▶ Testo del documento:
╔══
Ed è uno scenario che può ripetersi anche adesso, alle elezioni legislative di medio termine di Biden, del prossimo novembre, se il presidente continuerà a perdere punti nei prossimi mesi.

Governatori democratici contro il trasferimento di prigionieri negli USA

 

La versione che sia Obama, all’epoca, che Biden, ora, hanno dato per giustificare che il carcere di Guantánamo non si sia potuto chiudere è vera solo in parte. L’amministrazione Obama-Biden, nel 2009, non solo ha incontrato il rifiuto del Partito Repubblicano, bensì ha anche dovuto affrontare il rifiuto di alcuni dei loro stessi governatori democratici.

Vari di loro si sono rifiutati che si trasferissero i prigionieri di Guantánamo in carceri di massima sicurezza nei propri rispettivi territori, adducendo problemi di sicurezza.

Hanno sostenuto che ciò convertirebbe i loro Stati in bersagli di attacchi terroristici, utilizzando quindi, alla fine, lo stesso argomento di quello impugnato dai Governatori e congressisti repubblicani.

La resistenza interna del settore più conservatore del Partito Democratico si è aggiunta al rifiuto del Partito Repubblicano. In questo modo si è ripetuto lo stesso rifiuto interno che Obama ha avuto al suo piano affinché si formasse una commissione d’inchiesta parlamentare per determinare le responsabilità politiche e penali per i crimini commessi dall’amministrazione Bush nell’ambito della sua Guerra al Terrore.
╚══
▶ Breve compito: Per ciascuna affermazione indica se concorda con il testo su Guantánamo, rispondendo sì o no e citando le parole decisive del testo. 1. Alcuni governatori democratici si sono opposti al trasferimento dei prigionieri di Guantánamo nei loro Stati. 2. La spiegazione data da Obama e Biden sulla mancata chiusura del carcere è del tutto vera. 3. I governatori democratici hanno usato un argomento diverso da quello dei repubblicani.

▶ Righe:
╔══
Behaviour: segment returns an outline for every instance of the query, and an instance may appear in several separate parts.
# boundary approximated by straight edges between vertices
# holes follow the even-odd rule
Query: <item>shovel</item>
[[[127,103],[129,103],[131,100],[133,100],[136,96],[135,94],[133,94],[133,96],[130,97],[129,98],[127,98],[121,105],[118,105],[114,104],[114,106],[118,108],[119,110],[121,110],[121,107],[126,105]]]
╚══
▶ La soluzione:
1. Sì: "Vari di loro si sono rifiutati che si trasferissero i prigionieri di Guantánamo in carceri di massima sicurezza nei propri rispettivi territori"
2. No: "è vera solo in parte"
3. No: "utilizzando quindi, alla fine, lo stesso argomento di quello impugnato dai Governatori e congressisti repubblicani"